Required work: Using the records below, filter out every line that lacks "panel" and copy the rest.
Given data Block Start
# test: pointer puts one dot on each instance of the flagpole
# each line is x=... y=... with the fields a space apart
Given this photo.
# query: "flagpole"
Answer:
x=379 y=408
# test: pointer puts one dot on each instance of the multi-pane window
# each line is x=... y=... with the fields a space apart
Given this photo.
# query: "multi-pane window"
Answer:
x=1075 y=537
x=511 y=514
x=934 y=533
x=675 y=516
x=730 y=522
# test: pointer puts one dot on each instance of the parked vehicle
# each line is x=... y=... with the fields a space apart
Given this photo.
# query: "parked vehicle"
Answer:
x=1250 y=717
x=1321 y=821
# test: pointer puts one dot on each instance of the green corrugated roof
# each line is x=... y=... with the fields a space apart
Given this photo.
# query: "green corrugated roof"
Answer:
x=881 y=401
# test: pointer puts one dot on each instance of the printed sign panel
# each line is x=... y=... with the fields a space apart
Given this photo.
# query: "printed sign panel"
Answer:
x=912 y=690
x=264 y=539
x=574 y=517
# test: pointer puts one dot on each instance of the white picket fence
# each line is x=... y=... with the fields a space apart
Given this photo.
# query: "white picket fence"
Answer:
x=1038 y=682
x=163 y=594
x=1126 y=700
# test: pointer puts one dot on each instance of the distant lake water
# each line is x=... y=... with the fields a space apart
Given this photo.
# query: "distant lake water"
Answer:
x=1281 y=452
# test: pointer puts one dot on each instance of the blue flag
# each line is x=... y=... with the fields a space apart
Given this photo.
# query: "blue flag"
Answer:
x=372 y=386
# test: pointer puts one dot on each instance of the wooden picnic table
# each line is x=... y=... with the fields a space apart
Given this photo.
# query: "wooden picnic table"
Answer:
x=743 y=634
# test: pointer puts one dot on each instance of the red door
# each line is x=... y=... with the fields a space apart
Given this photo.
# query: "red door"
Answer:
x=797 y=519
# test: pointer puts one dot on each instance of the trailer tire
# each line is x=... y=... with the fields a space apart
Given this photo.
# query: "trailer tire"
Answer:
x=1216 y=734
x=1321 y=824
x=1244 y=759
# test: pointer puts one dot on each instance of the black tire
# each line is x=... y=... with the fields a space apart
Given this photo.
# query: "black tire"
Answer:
Given data Block End
Output for this task:
# test: pointer puts one dot on each instance of the printed sign panel
# query: "printed sign panel"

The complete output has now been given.